# To do:
Extract exactly and only the lines of the data below, starting at the line with "negative clicks: (72, 61)" and stopping after the final line.

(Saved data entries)
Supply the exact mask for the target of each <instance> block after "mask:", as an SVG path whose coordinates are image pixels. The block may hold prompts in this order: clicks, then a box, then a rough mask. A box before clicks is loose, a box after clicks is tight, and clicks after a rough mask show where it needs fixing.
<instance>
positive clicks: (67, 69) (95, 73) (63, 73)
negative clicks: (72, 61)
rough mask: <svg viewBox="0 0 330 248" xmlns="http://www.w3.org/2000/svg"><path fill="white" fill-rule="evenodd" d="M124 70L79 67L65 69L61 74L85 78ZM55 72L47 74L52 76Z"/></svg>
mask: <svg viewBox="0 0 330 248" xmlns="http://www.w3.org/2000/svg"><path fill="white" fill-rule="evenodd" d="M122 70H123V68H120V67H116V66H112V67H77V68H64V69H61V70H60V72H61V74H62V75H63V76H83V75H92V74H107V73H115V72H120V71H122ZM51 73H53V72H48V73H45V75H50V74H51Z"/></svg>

# Your response:
negative clicks: (72, 61)
rough mask: <svg viewBox="0 0 330 248" xmlns="http://www.w3.org/2000/svg"><path fill="white" fill-rule="evenodd" d="M124 70L79 67L65 69L61 74L85 78ZM55 72L47 74L52 76Z"/></svg>
mask: <svg viewBox="0 0 330 248" xmlns="http://www.w3.org/2000/svg"><path fill="white" fill-rule="evenodd" d="M122 70H123V68H120V67H116V66H112V67H77V68H64V69H61V70H60V72H61V74H62V75H63V76H83V75H92V74H107V73H115V72H120V71H122ZM51 73H53V72H48V73H45V75H50V74H51Z"/></svg>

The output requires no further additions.